### PAGE TEXT
========================================

Although Jason Nolan and Melanie McBride’s and Vittorio Marone’s arguments presented interesting frameworks for digital game-based learning, they did not provide a formalized definition of gamification, as the use of gamification is not quite what their frameworks aim to incorporate. In fact, their work aimed to prove that meaningful game-based learning must extend beyond gamification to foster a deeper level of engagement.

 

Gamification stands in deep tension with many theories of play because it essentially undermines the qualities that make play meaningful. Classic theorists like Caillois have emphasized that play is “free, voluntary, circumscribed, uncertain, undetermined, unproductive, governed by rules, and “make-believe” (Marone 3). In contrast, gamification imposes and makes use of extrinsic rewards, such as points, badges, and levels, to instrumentalize activity towards predefined goals. In essence, gamification strips away the values that make play “play”. Sutton-Smith’s rhetorics of play posit that understanding play is difficult simply because play itself is imaginative, ambiguous, and exploratory, and that this ambiguity is what makes it difficult to understand it perfectly.

 

In Marone’s Playful Constructivism, he posits that Constructivist views describe play as a process of meaning-making and identity formation, citing an example where controlling an avatar in a digital game can be considered a form of hybridization since players become one with their “digital embodiments” (Marone 4). Players’ identities are shaped through these aspects of games. Marone further states that “people actively participate in gaming affinity spaces to influence and to be influenced through interest-driven interactions focused on gameplay, game features, and discussions prompted by a game” (Marone 10). 

 

Although some sociocultural theories highlight play as emergent and collectively negotiated, gamification is usually imposed in a top-down manner by institutions or educators who do not exactly understand the core of point of digital games, and they are the ones who prescribe what counts as success, thus hollowing it out into a system of compliance. 

 

To return to Sutton-Smith, his rhetorics of play are a powerful analytical tool because they highlight the many ways that play can be framed and utilized across social and educational contexts. McBride and Nolan’s argument states that “the hidden curriculum refers to the hegemonic values and social relations that underlie traditional education” (Nolan and McBride 597) as well as “pertain[ing] not only to the operationalization of games for schooling, but the use of games and game-based structures that serve to reinforce and emphasize the competitive and hierarchical values of institutional education” (Nolan and McBride 597). Meanwhile, the explicit and null curricula refer to the curriculum which is explicitly recognized in a teacher’s curriculum, such as textbooks, while the null refers to “what is missing, left out or occluded under the influence of the explicit and hidden curricula” (Nolan and McBride 601). 

 

When taking all of these points together, the authors’ critiques highlight a clear connection between gamification and formal education, and more importantly, centring "play" as a significant value. Meaningful digital game-based learning has to move beyond gamification in order to preserve the full potential of play.

========================================

### EXERCISE TASKS
1) In the gamification essay, rewrite everything from "When taking all" down to "potential of play.", putting "points-and-badges systems" wherever "gamification" appears.
2) Answer these questions from the gamification essay.
(a) What extrinsic rewards does gamification use?
(b) According to Marone, what can controlling an avatar in a digital game be considered?
(c) Who usually imposes gamification in a top-down manner?
3) Say whether each statement agrees with the gamification essay, and quote the words that decide it.
(a) Caillois is cited as calling play unproductive.
(b) The null curriculum is illustrated by textbooks.
(c) Nolan, McBride, and Marone gave a formalized definition of gamification.
You will not need the lines that come after this essay.

### GIVEN MATERIAL
========================================

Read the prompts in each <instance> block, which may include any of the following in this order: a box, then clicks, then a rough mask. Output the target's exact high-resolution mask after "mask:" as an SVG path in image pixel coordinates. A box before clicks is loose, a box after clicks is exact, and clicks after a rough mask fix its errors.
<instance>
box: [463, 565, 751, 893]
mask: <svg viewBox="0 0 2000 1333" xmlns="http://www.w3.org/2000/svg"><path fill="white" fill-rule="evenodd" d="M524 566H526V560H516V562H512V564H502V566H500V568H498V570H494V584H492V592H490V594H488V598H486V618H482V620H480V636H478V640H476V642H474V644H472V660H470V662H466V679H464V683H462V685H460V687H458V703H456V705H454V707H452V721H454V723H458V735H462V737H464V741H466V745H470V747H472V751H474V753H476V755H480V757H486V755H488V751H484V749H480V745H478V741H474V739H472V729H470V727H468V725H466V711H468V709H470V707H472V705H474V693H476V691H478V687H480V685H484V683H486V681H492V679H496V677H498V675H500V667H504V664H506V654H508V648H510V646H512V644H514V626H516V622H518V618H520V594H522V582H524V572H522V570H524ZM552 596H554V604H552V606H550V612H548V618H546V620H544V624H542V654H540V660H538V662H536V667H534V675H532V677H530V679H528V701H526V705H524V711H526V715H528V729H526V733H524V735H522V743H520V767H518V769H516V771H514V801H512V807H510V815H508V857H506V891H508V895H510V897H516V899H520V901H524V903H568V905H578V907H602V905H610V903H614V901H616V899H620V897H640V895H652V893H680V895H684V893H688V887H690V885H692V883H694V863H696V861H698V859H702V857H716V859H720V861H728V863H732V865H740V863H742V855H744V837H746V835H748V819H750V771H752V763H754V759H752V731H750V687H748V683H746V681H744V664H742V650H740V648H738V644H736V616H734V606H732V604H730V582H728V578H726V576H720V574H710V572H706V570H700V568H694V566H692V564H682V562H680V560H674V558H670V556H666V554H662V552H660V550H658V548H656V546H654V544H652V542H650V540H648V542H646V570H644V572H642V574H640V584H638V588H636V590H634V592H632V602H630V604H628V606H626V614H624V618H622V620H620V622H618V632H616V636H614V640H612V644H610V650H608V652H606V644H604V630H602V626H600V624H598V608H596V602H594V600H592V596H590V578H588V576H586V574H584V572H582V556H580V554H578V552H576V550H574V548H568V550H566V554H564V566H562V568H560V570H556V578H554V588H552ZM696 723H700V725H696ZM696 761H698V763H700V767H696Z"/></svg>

========================================

### ANSWERS TO THE PROBLEMS
1)
When taking all of these points together, the authors’ critiques highlight a clear connection between points-and-badges systems and formal education, and more importantly, centring "play" as a significant value. Meaningful digital game-based learning has to move beyond points-and-badges systems in order to preserve the full potential of play.

2)
(a) Points, badges, and levels.
(b) A form of hybridization.
(c) Institutions or educators.

3)
(a) Yes: "free, voluntary, circumscribed, uncertain, undetermined, unproductive, governed by rules"
(b) No: "the null refers to “what is missing, left out or occluded under the influence of the explicit and hidden curricula”"
(c) No: "they did not provide a formalized definition of gamification"